[WHAT YOU ARE ASKED TO DO] In the data below, find each line carrying the string "shirt" and copy it out.

───── SOURCE INFORMATION

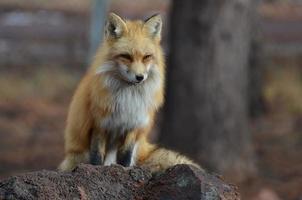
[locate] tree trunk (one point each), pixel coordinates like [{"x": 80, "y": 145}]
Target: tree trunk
[
  {"x": 256, "y": 104},
  {"x": 205, "y": 114}
]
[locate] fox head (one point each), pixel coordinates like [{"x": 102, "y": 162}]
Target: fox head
[{"x": 132, "y": 48}]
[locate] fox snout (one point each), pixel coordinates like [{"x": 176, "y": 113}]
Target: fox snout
[{"x": 134, "y": 74}]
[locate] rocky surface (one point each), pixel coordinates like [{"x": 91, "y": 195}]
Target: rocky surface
[{"x": 115, "y": 182}]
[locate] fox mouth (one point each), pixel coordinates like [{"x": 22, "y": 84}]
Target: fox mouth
[{"x": 127, "y": 81}]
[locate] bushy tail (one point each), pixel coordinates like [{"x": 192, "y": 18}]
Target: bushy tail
[{"x": 159, "y": 159}]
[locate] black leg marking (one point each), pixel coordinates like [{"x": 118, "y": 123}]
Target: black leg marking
[
  {"x": 95, "y": 157},
  {"x": 124, "y": 157}
]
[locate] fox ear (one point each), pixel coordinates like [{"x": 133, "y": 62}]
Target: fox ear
[
  {"x": 115, "y": 26},
  {"x": 153, "y": 25}
]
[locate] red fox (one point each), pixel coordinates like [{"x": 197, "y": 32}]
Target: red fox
[{"x": 114, "y": 106}]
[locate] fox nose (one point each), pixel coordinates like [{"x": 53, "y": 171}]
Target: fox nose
[{"x": 139, "y": 77}]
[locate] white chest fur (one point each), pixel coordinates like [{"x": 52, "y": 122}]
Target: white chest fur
[{"x": 130, "y": 104}]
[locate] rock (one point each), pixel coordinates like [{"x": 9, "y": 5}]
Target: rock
[
  {"x": 267, "y": 194},
  {"x": 116, "y": 182}
]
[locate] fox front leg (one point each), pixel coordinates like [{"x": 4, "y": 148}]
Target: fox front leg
[
  {"x": 97, "y": 149},
  {"x": 126, "y": 154}
]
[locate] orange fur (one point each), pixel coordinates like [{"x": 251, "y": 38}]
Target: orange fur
[{"x": 136, "y": 45}]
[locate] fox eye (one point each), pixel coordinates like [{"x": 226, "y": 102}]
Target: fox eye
[
  {"x": 125, "y": 56},
  {"x": 147, "y": 57}
]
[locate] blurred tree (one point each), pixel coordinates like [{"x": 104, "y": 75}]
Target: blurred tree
[
  {"x": 98, "y": 15},
  {"x": 256, "y": 68},
  {"x": 206, "y": 109}
]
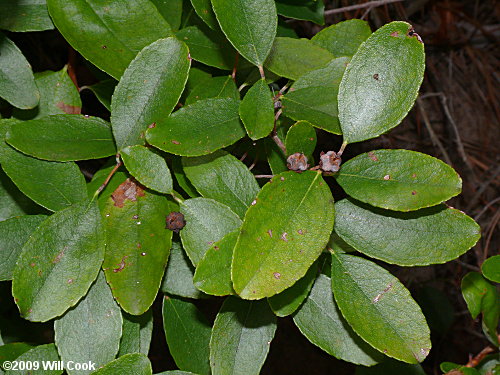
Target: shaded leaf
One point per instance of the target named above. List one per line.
(90, 331)
(224, 178)
(149, 90)
(241, 336)
(188, 335)
(198, 129)
(320, 320)
(149, 168)
(121, 29)
(428, 236)
(283, 233)
(63, 137)
(66, 249)
(400, 180)
(381, 83)
(379, 308)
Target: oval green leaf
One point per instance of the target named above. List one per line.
(257, 110)
(63, 138)
(207, 221)
(149, 168)
(379, 308)
(90, 331)
(432, 235)
(241, 337)
(320, 320)
(343, 38)
(213, 273)
(400, 180)
(292, 58)
(250, 26)
(188, 335)
(149, 90)
(137, 245)
(107, 33)
(283, 233)
(17, 83)
(66, 250)
(199, 129)
(381, 83)
(222, 177)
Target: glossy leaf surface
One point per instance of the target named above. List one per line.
(379, 308)
(282, 234)
(199, 129)
(149, 90)
(381, 83)
(400, 180)
(241, 336)
(428, 236)
(66, 249)
(320, 320)
(121, 29)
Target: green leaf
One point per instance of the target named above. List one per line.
(134, 363)
(289, 300)
(313, 97)
(178, 279)
(400, 180)
(59, 262)
(38, 355)
(312, 10)
(203, 9)
(257, 110)
(25, 15)
(90, 331)
(14, 233)
(207, 221)
(213, 273)
(320, 320)
(343, 38)
(107, 33)
(137, 245)
(379, 308)
(241, 337)
(136, 333)
(17, 83)
(58, 185)
(208, 47)
(63, 137)
(222, 177)
(198, 129)
(216, 87)
(149, 168)
(292, 58)
(482, 297)
(381, 83)
(58, 95)
(432, 235)
(250, 26)
(188, 335)
(149, 90)
(301, 137)
(283, 233)
(491, 268)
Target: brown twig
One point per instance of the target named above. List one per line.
(370, 4)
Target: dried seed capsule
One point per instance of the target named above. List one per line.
(297, 162)
(329, 162)
(175, 221)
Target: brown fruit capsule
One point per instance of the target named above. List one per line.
(297, 162)
(175, 221)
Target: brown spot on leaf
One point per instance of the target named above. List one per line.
(69, 109)
(128, 190)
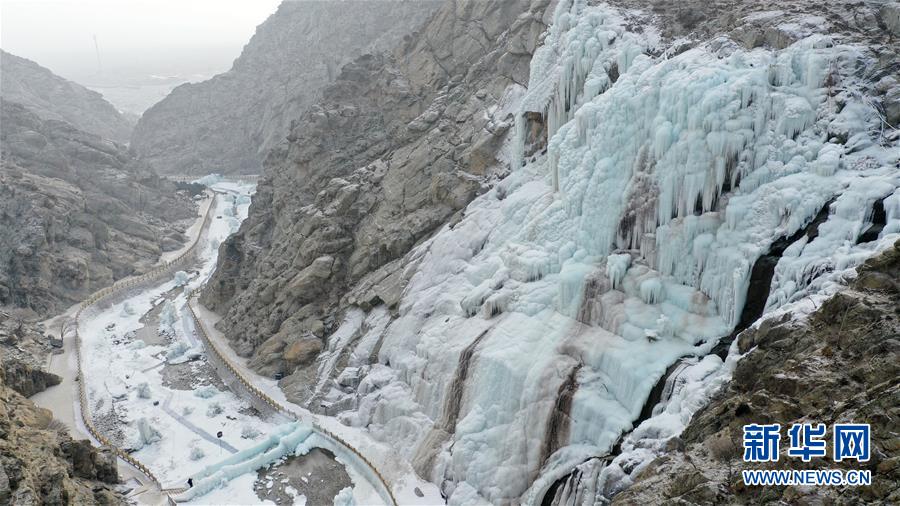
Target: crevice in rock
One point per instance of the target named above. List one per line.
(879, 220)
(761, 279)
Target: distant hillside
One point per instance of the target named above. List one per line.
(53, 98)
(228, 123)
(77, 213)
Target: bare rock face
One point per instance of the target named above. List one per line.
(77, 213)
(397, 145)
(41, 464)
(840, 365)
(51, 97)
(228, 123)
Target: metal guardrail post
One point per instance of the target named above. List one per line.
(278, 407)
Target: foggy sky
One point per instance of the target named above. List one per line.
(59, 33)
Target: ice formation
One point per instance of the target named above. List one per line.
(181, 277)
(532, 332)
(282, 441)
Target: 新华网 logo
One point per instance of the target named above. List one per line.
(850, 441)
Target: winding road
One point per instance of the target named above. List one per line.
(148, 489)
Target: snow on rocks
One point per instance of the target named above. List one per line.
(628, 246)
(130, 397)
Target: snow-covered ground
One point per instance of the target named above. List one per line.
(172, 419)
(171, 428)
(171, 422)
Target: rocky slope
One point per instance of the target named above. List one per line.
(502, 283)
(41, 464)
(839, 364)
(51, 97)
(79, 213)
(399, 143)
(228, 123)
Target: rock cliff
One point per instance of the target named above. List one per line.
(512, 318)
(398, 144)
(838, 365)
(228, 123)
(78, 213)
(41, 464)
(51, 97)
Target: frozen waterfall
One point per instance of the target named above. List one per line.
(565, 293)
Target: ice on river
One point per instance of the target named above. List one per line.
(127, 397)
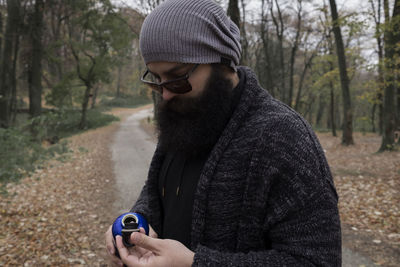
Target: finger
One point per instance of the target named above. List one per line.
(144, 241)
(152, 233)
(109, 241)
(125, 255)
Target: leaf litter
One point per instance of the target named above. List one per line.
(58, 215)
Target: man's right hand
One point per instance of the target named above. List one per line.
(111, 249)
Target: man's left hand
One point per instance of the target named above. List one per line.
(161, 252)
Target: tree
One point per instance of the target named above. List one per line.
(234, 12)
(347, 137)
(392, 32)
(35, 66)
(8, 61)
(376, 14)
(96, 36)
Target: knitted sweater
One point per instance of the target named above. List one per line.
(265, 196)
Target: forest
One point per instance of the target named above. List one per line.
(70, 68)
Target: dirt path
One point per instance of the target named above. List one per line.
(132, 151)
(57, 216)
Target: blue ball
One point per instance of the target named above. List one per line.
(119, 223)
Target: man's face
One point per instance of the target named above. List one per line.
(192, 122)
(166, 71)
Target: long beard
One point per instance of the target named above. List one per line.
(193, 125)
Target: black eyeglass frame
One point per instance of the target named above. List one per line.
(159, 86)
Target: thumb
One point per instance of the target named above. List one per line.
(149, 243)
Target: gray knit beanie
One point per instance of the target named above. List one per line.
(190, 31)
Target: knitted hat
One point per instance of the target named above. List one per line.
(190, 31)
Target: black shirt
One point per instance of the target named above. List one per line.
(177, 185)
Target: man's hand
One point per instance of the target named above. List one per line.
(160, 252)
(110, 245)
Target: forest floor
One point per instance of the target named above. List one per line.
(58, 215)
(368, 184)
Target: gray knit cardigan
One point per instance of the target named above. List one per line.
(265, 196)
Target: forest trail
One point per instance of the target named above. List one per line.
(49, 217)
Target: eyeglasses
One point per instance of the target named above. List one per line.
(179, 85)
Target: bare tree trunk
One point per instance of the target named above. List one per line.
(85, 103)
(294, 51)
(266, 43)
(35, 68)
(347, 138)
(332, 110)
(373, 111)
(243, 34)
(279, 27)
(376, 13)
(119, 81)
(234, 12)
(391, 32)
(6, 71)
(321, 108)
(94, 97)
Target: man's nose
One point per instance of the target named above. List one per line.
(167, 95)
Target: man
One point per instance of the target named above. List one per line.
(238, 178)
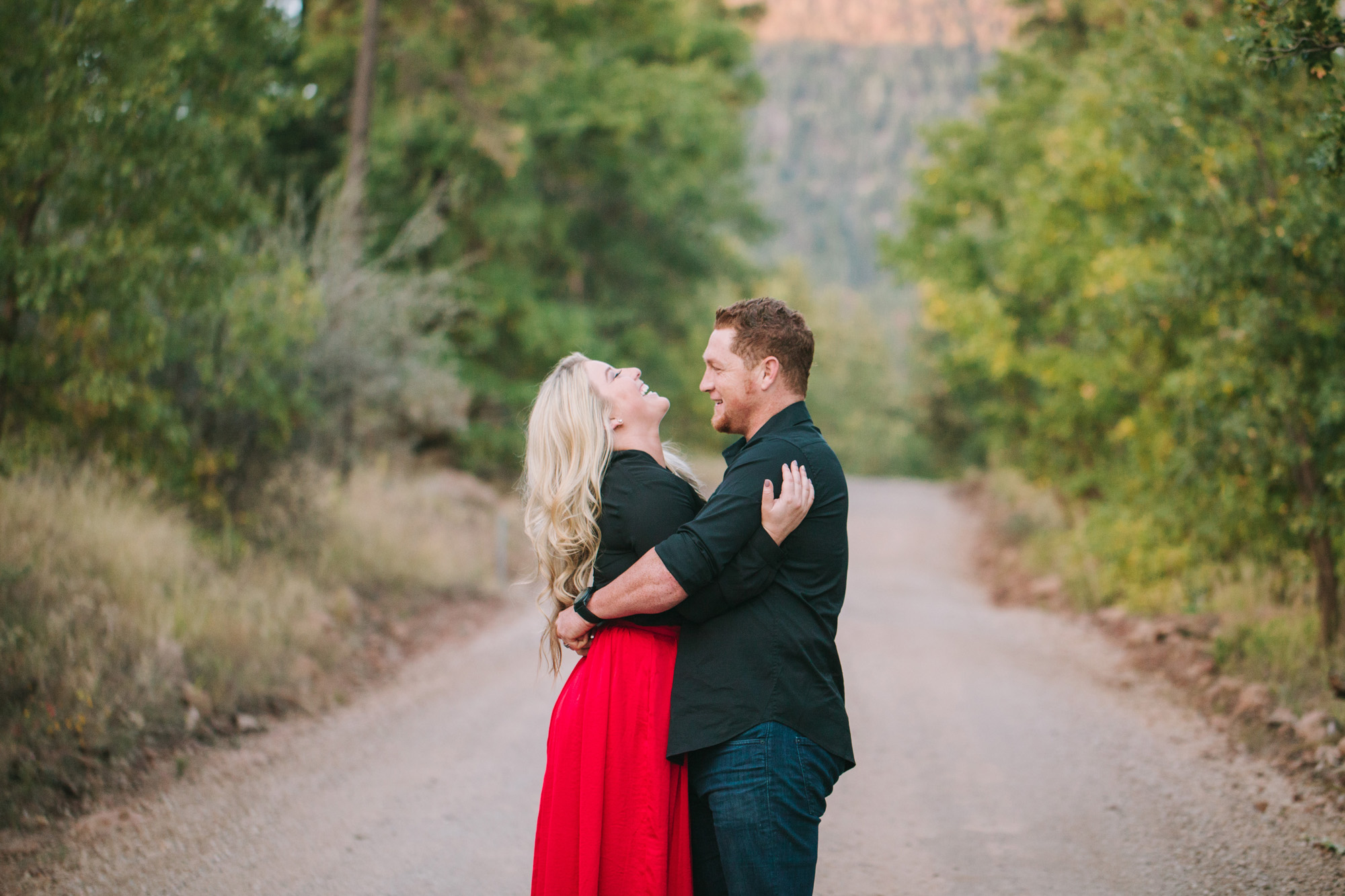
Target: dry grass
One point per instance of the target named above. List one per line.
(115, 611)
(1268, 620)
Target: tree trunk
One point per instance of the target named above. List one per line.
(1328, 589)
(352, 200)
(1319, 545)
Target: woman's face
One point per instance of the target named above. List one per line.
(633, 403)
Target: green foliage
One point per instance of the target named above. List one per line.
(1308, 34)
(544, 177)
(587, 165)
(1130, 291)
(130, 313)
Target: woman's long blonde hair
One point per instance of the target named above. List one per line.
(570, 446)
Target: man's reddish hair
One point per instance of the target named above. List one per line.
(767, 327)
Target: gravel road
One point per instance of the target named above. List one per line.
(1001, 752)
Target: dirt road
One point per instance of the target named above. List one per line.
(1001, 752)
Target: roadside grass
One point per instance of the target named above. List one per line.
(1268, 627)
(124, 630)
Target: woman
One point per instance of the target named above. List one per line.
(601, 490)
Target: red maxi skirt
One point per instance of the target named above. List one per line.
(614, 818)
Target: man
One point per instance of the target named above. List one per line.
(758, 696)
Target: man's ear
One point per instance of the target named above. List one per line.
(769, 372)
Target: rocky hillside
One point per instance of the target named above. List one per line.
(948, 24)
(849, 85)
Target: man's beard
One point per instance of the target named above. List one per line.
(724, 420)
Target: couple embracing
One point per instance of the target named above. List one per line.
(696, 743)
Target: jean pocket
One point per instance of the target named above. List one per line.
(817, 774)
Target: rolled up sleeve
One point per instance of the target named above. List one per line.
(699, 552)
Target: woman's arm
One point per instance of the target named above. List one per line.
(754, 568)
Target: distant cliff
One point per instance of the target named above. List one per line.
(946, 24)
(849, 85)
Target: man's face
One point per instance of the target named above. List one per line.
(730, 382)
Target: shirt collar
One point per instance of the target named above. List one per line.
(786, 417)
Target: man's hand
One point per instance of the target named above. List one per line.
(574, 631)
(782, 516)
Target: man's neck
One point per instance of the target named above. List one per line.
(763, 415)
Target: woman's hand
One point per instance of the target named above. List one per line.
(782, 516)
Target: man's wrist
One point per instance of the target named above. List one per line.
(582, 607)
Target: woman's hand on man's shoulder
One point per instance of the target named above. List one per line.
(782, 516)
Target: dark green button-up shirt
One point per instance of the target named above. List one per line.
(773, 657)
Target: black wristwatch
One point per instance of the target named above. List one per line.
(582, 608)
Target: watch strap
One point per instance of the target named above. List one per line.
(582, 608)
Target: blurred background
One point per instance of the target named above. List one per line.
(279, 280)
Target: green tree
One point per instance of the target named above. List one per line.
(126, 214)
(1135, 298)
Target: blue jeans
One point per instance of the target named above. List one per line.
(757, 802)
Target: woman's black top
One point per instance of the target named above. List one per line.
(644, 503)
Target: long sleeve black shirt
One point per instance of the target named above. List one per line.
(644, 503)
(750, 659)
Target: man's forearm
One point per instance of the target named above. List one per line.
(645, 588)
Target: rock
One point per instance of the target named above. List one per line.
(1112, 615)
(1282, 717)
(1253, 700)
(1046, 587)
(1144, 633)
(305, 669)
(197, 698)
(107, 821)
(1313, 727)
(1328, 755)
(247, 723)
(1199, 669)
(1223, 693)
(14, 844)
(1198, 627)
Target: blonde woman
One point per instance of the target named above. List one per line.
(602, 489)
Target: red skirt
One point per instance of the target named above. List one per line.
(614, 818)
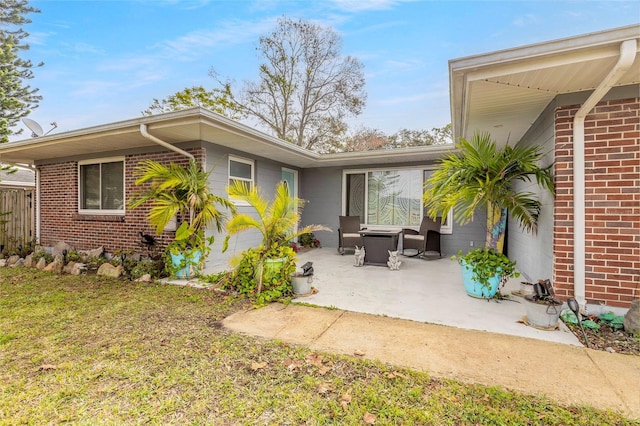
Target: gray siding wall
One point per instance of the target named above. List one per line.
(322, 188)
(267, 175)
(534, 252)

──────────

[RESPONSE TO THIS EXERCISE]
Target: black shirt
Target: shirt collar
Target: dark green button-up shirt
Target: long sleeve black shirt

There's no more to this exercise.